▸ Goal of the exercise
Please repeat exactly the lines below from the one containing "segment muddy bank, each instance" down to the one containing "segment tall grass stalk, each instance", both included, and nothing else.

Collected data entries
=== Section Start ===

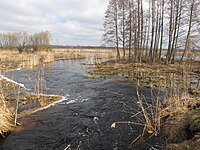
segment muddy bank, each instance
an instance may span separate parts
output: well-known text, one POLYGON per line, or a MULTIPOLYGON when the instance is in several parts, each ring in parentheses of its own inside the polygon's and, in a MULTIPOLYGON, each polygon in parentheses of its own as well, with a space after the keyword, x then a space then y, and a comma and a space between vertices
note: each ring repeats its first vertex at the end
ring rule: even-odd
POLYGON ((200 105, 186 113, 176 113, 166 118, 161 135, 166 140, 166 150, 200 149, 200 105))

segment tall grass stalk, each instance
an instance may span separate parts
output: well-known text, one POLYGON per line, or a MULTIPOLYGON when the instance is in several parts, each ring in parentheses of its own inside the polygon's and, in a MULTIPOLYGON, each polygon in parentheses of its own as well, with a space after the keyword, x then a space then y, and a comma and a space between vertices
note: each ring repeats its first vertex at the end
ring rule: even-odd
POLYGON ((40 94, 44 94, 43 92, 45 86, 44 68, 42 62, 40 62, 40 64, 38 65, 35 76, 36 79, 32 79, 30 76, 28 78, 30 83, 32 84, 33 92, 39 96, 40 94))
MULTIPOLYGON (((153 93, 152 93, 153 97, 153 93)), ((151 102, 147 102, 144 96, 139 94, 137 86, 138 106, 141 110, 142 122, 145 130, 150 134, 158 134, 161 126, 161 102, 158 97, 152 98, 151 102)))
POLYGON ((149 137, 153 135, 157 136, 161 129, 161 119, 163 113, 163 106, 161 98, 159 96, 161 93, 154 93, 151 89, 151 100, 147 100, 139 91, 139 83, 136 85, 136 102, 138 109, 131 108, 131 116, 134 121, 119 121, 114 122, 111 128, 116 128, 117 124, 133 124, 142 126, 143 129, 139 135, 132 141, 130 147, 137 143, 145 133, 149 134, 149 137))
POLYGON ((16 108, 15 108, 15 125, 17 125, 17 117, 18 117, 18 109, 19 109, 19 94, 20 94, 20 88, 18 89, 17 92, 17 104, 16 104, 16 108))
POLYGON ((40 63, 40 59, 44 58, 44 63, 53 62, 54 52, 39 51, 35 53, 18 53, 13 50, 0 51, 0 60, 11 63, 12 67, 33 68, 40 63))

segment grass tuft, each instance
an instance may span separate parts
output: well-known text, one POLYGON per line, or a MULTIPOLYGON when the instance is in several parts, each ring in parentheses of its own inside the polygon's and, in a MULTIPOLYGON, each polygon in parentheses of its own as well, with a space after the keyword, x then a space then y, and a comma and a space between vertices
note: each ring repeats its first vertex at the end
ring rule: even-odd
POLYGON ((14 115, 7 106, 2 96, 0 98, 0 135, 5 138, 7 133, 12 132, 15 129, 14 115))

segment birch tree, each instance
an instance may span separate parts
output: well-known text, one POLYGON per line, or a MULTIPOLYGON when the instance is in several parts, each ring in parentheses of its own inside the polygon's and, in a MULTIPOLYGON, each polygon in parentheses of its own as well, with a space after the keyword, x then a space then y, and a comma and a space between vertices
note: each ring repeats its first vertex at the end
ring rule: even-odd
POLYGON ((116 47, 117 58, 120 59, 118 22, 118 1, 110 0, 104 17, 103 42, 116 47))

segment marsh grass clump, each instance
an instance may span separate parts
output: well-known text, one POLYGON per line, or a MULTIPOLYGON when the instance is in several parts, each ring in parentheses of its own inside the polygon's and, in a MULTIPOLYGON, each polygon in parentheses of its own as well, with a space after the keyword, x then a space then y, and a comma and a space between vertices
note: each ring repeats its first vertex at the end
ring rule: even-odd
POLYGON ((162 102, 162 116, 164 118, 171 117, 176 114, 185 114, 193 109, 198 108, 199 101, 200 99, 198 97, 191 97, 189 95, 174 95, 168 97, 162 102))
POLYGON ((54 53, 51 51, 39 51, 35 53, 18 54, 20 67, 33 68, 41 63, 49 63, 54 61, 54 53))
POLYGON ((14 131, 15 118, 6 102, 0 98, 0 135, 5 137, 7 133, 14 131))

=== Section End ===
=== Section Start ===

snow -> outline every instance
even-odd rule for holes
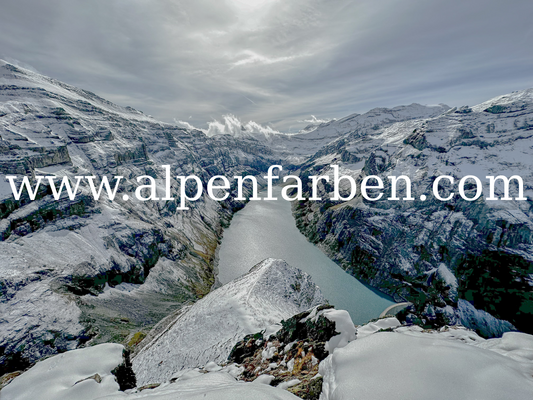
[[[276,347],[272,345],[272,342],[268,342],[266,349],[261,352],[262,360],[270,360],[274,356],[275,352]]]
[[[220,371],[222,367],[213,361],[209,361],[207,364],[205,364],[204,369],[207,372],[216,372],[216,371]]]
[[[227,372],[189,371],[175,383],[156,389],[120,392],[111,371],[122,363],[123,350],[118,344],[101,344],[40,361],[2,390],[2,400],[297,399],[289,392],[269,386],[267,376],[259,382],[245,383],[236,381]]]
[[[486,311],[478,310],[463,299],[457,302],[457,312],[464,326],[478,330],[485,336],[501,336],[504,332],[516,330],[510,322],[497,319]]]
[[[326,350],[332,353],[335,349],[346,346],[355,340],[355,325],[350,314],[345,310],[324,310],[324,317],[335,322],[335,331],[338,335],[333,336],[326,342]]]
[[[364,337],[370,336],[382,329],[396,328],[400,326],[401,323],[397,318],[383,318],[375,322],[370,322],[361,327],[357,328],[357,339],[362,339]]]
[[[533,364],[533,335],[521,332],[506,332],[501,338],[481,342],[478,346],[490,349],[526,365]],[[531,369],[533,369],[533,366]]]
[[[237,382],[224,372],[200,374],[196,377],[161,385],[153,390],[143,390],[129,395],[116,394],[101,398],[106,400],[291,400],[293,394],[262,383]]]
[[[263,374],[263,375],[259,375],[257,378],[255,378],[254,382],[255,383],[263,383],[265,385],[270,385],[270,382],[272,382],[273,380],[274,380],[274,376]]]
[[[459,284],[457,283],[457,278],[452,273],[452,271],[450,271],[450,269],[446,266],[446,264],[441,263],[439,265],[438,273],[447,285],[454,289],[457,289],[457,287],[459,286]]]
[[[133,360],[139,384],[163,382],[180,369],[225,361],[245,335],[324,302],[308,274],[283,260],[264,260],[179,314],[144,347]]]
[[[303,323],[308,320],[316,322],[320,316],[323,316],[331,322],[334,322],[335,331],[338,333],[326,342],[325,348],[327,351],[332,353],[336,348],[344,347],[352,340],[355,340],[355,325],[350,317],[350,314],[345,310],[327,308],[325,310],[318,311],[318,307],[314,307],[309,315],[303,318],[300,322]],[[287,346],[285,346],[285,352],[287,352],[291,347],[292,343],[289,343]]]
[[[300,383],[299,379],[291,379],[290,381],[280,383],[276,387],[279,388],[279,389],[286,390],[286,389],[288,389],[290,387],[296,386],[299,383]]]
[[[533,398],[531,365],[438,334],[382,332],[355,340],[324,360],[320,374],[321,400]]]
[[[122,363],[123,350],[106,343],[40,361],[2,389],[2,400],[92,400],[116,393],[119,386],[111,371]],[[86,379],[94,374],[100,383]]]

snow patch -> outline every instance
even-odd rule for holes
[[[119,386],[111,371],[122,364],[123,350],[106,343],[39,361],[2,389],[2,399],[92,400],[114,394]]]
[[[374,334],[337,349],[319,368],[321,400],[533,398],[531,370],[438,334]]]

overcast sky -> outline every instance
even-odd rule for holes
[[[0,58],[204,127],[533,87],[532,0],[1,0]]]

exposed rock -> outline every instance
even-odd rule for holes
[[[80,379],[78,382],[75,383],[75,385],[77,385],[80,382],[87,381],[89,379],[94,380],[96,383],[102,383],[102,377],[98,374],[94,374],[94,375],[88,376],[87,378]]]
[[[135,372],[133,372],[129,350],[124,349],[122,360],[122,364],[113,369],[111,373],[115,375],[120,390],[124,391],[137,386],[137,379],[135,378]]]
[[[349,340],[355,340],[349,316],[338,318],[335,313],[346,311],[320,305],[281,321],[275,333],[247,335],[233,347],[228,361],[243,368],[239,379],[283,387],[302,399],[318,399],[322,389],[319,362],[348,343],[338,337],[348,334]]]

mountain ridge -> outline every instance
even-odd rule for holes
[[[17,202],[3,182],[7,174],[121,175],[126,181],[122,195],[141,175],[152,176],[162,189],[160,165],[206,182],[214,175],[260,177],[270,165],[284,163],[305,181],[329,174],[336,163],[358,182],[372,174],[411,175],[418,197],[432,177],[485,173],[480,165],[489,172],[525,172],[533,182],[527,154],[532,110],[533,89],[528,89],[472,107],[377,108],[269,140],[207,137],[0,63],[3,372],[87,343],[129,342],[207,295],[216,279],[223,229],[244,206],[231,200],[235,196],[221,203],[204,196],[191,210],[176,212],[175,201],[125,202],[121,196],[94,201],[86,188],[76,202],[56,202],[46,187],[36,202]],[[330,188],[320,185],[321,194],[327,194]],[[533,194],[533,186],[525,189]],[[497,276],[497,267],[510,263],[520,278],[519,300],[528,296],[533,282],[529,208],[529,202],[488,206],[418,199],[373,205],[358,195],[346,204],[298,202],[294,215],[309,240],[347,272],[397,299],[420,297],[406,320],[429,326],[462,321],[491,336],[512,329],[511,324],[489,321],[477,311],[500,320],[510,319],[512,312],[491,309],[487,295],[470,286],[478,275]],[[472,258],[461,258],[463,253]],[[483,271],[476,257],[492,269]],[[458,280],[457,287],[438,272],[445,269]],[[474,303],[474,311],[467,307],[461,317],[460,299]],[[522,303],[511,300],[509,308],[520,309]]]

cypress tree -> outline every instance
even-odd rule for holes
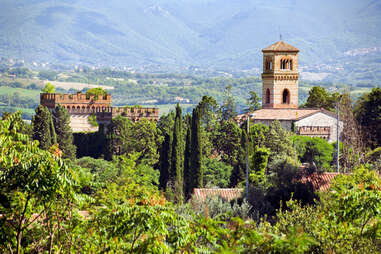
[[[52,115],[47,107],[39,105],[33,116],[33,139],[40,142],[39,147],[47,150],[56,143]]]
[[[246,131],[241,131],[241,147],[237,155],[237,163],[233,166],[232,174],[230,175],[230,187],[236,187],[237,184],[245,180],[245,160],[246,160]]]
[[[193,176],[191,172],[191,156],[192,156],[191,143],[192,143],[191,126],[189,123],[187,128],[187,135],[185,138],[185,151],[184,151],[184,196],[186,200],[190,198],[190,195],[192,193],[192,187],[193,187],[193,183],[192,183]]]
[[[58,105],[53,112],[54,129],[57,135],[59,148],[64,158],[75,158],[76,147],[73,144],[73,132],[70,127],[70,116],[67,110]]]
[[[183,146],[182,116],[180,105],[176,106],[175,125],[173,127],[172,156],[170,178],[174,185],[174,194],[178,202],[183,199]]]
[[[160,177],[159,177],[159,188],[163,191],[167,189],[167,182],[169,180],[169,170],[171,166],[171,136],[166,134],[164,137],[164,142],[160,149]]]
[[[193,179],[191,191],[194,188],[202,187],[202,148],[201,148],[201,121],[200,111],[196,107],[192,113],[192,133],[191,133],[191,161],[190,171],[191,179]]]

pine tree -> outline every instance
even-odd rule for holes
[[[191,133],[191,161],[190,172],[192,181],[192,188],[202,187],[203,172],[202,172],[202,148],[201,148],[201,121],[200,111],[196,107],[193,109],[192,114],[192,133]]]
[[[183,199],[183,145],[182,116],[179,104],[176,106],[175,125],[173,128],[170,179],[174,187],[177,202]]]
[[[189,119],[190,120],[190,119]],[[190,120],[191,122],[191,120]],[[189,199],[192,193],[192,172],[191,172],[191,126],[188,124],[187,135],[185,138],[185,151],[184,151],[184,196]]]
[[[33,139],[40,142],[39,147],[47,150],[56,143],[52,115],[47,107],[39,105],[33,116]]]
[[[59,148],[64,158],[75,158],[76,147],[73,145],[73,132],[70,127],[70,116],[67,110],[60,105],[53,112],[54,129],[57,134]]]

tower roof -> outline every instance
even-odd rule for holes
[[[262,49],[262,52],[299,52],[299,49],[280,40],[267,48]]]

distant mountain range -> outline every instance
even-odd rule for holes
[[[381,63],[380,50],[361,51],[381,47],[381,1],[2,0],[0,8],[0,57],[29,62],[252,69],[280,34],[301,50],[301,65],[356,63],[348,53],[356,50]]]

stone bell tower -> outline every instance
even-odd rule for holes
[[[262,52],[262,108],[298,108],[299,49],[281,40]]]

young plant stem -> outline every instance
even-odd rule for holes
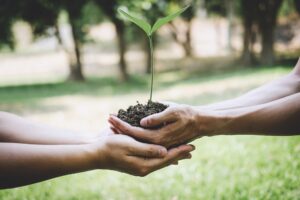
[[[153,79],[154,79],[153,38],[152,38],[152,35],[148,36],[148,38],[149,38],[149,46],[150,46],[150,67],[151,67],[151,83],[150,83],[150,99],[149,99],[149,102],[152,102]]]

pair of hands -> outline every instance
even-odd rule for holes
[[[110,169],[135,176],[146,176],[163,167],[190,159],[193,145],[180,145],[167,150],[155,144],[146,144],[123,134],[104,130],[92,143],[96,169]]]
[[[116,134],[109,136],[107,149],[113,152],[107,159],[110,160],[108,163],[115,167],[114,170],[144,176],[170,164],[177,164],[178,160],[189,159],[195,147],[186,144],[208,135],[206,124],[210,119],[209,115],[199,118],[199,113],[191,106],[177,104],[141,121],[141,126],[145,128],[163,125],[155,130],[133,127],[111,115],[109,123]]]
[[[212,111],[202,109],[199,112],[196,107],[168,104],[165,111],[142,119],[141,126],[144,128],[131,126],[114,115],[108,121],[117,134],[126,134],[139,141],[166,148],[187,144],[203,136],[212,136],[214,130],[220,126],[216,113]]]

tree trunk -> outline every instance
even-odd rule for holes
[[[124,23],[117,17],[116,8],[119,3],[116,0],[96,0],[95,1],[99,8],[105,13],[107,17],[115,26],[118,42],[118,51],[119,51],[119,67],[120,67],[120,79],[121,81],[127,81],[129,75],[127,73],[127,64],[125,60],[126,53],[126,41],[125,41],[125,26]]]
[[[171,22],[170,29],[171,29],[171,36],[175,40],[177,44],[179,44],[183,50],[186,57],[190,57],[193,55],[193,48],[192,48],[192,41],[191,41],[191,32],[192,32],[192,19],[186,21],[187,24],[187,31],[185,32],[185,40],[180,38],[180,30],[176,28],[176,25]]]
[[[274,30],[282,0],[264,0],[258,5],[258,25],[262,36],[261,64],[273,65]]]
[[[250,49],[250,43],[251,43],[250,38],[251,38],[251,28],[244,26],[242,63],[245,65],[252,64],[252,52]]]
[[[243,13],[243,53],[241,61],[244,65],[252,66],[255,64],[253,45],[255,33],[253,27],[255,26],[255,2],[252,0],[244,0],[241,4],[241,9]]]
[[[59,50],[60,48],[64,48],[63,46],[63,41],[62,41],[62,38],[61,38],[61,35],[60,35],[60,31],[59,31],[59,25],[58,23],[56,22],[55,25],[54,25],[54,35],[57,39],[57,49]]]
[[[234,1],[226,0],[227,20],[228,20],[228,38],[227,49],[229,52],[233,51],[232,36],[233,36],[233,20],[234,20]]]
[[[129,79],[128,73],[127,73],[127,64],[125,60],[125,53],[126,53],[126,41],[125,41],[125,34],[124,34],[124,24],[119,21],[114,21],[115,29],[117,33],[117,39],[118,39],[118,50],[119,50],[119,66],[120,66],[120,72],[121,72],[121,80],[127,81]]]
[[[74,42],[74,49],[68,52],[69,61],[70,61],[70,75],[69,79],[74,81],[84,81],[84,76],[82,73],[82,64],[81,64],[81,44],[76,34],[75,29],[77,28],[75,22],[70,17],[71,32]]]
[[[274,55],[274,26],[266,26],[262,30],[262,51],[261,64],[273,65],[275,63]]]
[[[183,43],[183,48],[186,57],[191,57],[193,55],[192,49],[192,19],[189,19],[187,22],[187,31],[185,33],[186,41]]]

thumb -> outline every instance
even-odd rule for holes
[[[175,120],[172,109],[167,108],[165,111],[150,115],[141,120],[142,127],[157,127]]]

=== Section End ===
=== Section Start ===

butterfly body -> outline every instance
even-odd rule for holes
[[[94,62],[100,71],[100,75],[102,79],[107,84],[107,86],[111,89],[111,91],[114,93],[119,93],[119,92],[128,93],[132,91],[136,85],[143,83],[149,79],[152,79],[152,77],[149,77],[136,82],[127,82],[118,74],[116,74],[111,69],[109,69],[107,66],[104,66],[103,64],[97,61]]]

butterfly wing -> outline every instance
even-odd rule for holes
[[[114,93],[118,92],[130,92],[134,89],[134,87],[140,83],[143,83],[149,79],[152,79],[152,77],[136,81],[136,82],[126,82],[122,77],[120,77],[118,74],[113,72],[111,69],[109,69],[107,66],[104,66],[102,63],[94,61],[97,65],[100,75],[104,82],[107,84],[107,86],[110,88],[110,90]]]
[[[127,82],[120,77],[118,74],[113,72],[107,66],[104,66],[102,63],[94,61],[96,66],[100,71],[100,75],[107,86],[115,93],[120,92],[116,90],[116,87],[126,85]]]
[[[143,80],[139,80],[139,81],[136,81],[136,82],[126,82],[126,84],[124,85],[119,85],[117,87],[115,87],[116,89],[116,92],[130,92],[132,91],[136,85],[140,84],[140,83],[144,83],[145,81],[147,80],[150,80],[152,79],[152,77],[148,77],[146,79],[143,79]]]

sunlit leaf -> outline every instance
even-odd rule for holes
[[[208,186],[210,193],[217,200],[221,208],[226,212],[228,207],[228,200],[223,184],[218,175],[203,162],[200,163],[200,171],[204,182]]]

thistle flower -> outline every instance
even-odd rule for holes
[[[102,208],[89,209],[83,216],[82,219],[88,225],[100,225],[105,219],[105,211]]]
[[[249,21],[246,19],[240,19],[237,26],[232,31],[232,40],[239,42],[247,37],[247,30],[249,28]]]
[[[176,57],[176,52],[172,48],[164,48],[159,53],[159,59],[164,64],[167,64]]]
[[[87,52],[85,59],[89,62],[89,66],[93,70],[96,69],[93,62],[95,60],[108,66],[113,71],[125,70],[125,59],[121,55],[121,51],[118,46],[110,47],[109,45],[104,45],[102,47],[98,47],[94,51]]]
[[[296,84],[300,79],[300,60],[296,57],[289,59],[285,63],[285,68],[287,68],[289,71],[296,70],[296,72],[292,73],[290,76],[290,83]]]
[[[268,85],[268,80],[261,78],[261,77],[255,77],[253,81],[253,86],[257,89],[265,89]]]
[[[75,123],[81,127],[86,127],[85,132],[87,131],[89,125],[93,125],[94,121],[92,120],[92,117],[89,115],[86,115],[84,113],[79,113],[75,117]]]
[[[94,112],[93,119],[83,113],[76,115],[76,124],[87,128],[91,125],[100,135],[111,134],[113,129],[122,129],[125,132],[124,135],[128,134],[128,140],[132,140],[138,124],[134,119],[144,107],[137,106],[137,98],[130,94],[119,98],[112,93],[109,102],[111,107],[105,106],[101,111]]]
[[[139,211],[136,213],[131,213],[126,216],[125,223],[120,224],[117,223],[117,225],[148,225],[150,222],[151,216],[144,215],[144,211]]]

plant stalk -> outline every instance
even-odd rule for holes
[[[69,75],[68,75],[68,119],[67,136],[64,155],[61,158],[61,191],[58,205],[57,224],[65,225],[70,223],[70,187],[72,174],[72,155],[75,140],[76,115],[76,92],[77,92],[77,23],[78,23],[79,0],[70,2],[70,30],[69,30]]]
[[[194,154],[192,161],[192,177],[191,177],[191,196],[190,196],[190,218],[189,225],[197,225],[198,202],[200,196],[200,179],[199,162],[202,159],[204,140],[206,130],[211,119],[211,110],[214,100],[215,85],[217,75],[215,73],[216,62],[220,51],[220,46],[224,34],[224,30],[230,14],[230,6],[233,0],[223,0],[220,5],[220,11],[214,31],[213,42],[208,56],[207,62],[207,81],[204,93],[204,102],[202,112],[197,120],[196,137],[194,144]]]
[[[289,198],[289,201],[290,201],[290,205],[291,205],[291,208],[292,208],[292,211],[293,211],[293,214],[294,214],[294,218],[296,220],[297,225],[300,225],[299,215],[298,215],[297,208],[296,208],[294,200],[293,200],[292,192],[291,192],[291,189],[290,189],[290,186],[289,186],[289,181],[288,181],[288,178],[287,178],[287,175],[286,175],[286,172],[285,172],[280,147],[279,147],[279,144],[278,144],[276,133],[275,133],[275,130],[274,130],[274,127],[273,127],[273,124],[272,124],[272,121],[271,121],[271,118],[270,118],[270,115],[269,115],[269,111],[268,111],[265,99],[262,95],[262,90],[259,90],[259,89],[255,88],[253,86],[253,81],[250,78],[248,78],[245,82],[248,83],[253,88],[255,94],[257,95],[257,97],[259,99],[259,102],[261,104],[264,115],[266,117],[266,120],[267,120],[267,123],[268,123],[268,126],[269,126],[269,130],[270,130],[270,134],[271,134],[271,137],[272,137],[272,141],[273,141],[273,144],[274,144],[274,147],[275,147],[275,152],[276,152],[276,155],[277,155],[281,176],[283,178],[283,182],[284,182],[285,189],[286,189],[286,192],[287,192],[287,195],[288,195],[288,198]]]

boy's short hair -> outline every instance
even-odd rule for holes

=== Section End ===

▸ Written response
segment muddy bank, each instance
an instance may span separate parts
output: well-known text, one POLYGON per line, or a MULTIPOLYGON when the instance is in several parts, each ring in parentheses of its own inside the polygon's and, in a MULTIPOLYGON, each polygon in parentheses of its own as well, with a space after the keyword, x then a space then y, and a comma and a space between vertices
note: each ring repeats its first vertex at the end
ring rule: even-odd
POLYGON ((200 105, 186 113, 176 113, 166 118, 161 135, 166 140, 166 150, 200 149, 200 105))

segment tall grass stalk, each instance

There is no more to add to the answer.